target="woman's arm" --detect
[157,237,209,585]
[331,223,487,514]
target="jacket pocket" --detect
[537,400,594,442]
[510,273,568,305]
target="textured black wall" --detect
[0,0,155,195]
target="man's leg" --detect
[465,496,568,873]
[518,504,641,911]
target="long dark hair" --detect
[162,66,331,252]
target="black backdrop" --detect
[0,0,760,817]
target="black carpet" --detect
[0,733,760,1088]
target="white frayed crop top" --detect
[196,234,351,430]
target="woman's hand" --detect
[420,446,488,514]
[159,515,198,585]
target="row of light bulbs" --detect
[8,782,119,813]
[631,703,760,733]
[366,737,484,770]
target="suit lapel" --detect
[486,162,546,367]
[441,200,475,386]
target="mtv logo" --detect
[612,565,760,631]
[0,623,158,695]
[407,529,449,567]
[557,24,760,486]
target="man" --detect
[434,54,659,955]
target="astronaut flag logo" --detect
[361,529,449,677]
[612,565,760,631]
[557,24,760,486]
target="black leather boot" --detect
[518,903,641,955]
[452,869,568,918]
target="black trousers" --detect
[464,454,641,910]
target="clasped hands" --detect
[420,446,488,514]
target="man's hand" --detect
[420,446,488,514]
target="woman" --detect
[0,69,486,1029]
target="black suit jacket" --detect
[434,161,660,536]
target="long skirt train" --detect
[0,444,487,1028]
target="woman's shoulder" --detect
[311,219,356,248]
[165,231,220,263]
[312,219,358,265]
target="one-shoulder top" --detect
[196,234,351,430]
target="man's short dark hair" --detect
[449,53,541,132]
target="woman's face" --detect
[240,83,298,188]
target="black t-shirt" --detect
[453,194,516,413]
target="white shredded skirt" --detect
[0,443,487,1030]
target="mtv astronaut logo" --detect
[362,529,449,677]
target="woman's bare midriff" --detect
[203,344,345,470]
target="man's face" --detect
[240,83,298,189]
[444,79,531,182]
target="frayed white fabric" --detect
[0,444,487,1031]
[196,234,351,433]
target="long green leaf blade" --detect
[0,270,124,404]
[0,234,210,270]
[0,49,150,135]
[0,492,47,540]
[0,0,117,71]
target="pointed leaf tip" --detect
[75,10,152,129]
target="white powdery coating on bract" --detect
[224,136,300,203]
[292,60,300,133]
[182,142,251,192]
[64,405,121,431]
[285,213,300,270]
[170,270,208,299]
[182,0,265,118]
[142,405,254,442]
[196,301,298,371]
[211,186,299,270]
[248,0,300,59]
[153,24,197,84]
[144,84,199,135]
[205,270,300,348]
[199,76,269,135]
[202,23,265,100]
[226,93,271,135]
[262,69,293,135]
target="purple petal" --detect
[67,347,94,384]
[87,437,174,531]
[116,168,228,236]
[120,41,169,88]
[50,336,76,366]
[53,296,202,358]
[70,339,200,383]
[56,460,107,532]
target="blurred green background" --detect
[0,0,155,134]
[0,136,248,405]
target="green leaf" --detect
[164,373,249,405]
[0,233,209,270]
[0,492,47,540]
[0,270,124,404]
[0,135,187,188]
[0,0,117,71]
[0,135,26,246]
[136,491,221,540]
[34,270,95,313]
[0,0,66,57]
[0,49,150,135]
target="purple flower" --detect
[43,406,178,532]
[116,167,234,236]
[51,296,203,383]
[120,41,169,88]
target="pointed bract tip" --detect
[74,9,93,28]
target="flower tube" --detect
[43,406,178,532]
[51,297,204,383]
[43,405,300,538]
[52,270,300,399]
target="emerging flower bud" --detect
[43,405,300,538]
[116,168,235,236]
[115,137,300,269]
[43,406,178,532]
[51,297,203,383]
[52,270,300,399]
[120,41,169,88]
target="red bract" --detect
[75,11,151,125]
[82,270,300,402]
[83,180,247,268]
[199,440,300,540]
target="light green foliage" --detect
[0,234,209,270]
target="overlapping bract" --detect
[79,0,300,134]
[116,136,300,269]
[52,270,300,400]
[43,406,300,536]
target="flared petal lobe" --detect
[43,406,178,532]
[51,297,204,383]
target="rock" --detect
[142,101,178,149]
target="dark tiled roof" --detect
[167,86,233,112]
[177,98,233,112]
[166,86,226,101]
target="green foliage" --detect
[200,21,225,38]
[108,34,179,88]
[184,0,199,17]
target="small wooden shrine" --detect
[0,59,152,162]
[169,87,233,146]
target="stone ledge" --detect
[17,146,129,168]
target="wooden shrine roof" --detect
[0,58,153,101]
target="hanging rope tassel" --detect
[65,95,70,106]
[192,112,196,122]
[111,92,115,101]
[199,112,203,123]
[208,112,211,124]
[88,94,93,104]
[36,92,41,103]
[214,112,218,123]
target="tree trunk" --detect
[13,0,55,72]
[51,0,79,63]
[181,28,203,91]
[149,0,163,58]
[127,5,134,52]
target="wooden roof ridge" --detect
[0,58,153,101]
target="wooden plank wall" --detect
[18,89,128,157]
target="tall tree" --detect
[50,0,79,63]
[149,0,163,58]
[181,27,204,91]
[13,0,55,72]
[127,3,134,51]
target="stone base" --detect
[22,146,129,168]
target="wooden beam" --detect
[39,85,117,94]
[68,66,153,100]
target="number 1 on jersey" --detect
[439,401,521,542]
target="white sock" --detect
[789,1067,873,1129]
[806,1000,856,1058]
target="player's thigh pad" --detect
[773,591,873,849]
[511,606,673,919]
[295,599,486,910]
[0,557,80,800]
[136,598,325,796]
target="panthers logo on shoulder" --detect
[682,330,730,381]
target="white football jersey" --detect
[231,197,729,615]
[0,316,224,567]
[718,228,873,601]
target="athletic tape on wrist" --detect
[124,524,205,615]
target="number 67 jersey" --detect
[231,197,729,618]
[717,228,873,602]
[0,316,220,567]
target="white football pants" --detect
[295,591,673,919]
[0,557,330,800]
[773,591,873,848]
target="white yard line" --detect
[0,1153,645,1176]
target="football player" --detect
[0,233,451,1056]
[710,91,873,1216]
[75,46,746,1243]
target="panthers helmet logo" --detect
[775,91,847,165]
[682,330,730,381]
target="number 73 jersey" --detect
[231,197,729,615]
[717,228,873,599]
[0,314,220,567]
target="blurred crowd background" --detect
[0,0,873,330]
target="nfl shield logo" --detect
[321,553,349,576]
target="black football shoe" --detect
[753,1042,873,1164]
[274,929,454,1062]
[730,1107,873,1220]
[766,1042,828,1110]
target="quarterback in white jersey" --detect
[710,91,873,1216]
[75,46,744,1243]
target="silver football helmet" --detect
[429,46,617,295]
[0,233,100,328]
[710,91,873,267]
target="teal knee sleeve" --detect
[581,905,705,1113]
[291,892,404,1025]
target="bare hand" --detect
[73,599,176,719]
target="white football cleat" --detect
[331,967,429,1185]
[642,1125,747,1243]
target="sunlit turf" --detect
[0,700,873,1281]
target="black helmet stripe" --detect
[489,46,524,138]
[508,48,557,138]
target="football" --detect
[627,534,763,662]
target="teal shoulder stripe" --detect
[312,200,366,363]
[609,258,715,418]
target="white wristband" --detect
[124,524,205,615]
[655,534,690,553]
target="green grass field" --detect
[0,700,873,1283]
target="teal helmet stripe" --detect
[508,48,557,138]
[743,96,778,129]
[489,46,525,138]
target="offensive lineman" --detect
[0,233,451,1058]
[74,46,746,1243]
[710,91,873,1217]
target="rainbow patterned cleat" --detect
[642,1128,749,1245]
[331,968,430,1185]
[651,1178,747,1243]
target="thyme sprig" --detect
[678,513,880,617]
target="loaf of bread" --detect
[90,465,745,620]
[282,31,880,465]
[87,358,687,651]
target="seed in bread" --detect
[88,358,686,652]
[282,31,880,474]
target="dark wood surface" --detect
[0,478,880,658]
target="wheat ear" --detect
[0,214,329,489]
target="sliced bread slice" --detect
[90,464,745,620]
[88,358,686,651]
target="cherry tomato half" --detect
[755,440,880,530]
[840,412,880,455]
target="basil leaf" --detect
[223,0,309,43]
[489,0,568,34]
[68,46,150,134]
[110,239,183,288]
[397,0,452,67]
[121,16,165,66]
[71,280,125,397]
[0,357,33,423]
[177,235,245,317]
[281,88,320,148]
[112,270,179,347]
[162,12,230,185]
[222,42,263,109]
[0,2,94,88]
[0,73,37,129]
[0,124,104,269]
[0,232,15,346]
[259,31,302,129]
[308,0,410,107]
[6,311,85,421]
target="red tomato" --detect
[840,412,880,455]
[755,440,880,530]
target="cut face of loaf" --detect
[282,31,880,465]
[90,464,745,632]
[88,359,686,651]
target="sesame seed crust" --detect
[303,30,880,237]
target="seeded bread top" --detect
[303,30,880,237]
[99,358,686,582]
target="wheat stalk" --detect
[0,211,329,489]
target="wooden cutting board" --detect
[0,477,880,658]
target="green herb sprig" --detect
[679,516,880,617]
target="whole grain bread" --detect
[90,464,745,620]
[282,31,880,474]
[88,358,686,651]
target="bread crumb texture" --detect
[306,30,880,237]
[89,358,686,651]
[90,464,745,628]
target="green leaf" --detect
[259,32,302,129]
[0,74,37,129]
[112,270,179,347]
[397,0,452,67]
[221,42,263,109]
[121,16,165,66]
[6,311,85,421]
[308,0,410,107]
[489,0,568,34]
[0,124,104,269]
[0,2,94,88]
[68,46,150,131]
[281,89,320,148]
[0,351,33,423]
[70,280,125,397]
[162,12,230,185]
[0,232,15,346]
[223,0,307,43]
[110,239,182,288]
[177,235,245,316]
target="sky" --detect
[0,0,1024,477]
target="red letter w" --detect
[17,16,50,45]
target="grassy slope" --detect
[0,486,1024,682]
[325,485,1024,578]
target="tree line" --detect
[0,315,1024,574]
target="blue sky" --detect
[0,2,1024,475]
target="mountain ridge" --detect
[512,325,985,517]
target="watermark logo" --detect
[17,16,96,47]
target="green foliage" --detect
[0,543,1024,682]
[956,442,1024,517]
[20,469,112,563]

········

■ Task goal: Copy out the listing above, beginning with its first line and continuing through the line that contains "[518,504,641,911]", with both of those lines included.

■ Final result:
target="woman's arm" --detect
[157,237,209,585]
[331,223,487,514]
target="jacket pocket" --detect
[537,400,594,442]
[510,273,568,305]
target="textured black wall" --detect
[0,0,155,195]
target="man's leg" --detect
[465,496,568,873]
[518,504,641,911]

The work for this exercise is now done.